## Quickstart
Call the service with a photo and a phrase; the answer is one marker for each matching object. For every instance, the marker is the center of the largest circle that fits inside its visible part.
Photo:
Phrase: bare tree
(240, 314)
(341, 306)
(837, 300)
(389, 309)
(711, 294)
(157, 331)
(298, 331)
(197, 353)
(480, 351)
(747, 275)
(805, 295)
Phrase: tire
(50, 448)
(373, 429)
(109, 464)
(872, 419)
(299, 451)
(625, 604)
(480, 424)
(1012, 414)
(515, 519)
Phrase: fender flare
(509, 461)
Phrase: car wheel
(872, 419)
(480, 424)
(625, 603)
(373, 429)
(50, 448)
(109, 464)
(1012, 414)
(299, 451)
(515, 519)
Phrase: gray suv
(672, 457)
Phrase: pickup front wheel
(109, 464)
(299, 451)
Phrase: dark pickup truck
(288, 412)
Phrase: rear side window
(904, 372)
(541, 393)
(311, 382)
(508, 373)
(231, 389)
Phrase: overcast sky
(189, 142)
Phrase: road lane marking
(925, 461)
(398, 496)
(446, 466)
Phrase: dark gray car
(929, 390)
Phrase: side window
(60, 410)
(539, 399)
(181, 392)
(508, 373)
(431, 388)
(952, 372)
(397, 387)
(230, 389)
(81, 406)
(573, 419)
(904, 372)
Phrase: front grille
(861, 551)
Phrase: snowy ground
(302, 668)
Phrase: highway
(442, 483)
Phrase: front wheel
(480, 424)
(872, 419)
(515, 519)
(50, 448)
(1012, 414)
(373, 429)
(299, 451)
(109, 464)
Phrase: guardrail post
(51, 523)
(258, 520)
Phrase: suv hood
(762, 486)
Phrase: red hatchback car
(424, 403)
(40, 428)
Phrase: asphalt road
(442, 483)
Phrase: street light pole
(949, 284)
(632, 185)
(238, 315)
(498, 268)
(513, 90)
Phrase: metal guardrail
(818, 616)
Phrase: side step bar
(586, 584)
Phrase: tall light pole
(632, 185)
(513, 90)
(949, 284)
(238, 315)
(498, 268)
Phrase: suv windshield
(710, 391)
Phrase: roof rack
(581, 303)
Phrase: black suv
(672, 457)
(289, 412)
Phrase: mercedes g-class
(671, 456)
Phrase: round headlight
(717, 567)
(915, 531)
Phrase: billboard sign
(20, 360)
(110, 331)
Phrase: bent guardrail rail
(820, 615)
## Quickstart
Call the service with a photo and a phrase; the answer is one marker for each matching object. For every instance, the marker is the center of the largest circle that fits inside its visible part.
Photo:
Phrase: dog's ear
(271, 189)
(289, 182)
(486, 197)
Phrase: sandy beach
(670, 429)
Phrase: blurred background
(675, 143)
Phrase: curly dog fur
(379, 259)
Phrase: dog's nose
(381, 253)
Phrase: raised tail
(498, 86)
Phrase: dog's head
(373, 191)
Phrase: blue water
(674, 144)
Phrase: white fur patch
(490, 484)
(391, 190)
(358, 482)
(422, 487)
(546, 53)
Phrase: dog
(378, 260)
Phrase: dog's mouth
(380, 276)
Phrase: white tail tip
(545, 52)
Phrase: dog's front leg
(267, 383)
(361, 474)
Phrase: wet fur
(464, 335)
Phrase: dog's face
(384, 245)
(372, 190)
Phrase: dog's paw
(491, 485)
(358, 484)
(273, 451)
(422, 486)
■ ■ ■
- **REQUIREMENT**
Every record in the listing above is to be copied exactly.

- **EXERCISE ANSWER**
## Quickstart
Call the service with a photo and a phrase; the answer is one marker for each matching object. For every instance, the marker is the center of the largest circle that fits inside its visible part.
Photo:
Phrase: bare tree
(240, 314)
(341, 306)
(837, 300)
(389, 309)
(711, 294)
(157, 331)
(298, 331)
(197, 353)
(480, 351)
(747, 275)
(805, 295)
Phrase: tire
(50, 448)
(373, 429)
(109, 464)
(872, 419)
(299, 451)
(625, 604)
(480, 424)
(1012, 414)
(515, 519)
Phrase: fender flare
(509, 461)
Phrase: car wheel
(872, 419)
(480, 424)
(625, 603)
(373, 429)
(50, 448)
(109, 464)
(1012, 414)
(299, 451)
(515, 519)
Phrase: gray suv
(672, 457)
Phrase: pickup front wheel
(109, 464)
(299, 451)
Phrase: dark pickup truck
(288, 412)
Phrase: rear side window
(904, 372)
(541, 393)
(311, 382)
(508, 373)
(231, 389)
Phrase: overcast sky
(189, 142)
Phrase: road lane marking
(925, 461)
(398, 496)
(446, 466)
Phrase: dark gray car
(929, 390)
Phrase: side window
(60, 410)
(539, 399)
(181, 392)
(508, 373)
(431, 388)
(952, 372)
(397, 387)
(230, 389)
(81, 406)
(573, 419)
(904, 372)
Phrase: front grille
(861, 551)
Phrase: snowy ground
(302, 668)
Phrase: highway
(442, 483)
Phrase: front wheel
(480, 424)
(872, 419)
(515, 519)
(50, 448)
(1012, 414)
(373, 429)
(299, 451)
(109, 464)
Phrase: guardrail post
(51, 523)
(258, 520)
Phrase: suv hood
(762, 486)
Phrase: red hatchback car
(424, 403)
(40, 428)
Phrase: asphalt road
(442, 483)
Phrase: street light pole
(949, 284)
(632, 185)
(238, 315)
(498, 268)
(513, 90)
Phrase: metal guardrail
(818, 616)
Phrase: side step bar
(586, 584)
Phrase: tall light pole
(632, 185)
(513, 90)
(949, 284)
(238, 315)
(498, 268)
Phrase: suv windshield
(710, 391)
Phrase: roof rack
(581, 303)
Phrase: black suv
(672, 457)
(289, 412)
Phrase: mercedes g-class
(671, 456)
Phrase: round headlight
(717, 567)
(915, 531)
Phrase: billboard sign
(20, 360)
(110, 331)
Phrase: bent guardrail rail
(820, 615)
## Quickstart
Call the service with a photo and a phrase; the answer is one marker for each matching object. For every instance, the marker is the center of the largest circle that fits inside its visible part.
Photo:
Phrase: dog's ear
(271, 189)
(289, 182)
(486, 197)
Phrase: sandy beach
(670, 429)
Phrase: blurred background
(675, 143)
Phrase: curly dog fur
(379, 259)
Phrase: dog's nose
(381, 253)
Phrase: raised tail
(498, 86)
Phrase: dog's head
(373, 191)
Phrase: blue water
(674, 144)
Phrase: white fur patch
(490, 484)
(391, 190)
(358, 482)
(422, 487)
(546, 53)
Phrase: dog
(378, 260)
Phrase: dog's mouth
(380, 276)
Phrase: white tail tip
(545, 52)
Phrase: dog's front leg
(267, 383)
(361, 474)
Phrase: wet fur
(464, 335)
Phrase: dog's face
(384, 245)
(372, 190)
Phrase: dog's paw
(491, 485)
(358, 484)
(273, 451)
(422, 486)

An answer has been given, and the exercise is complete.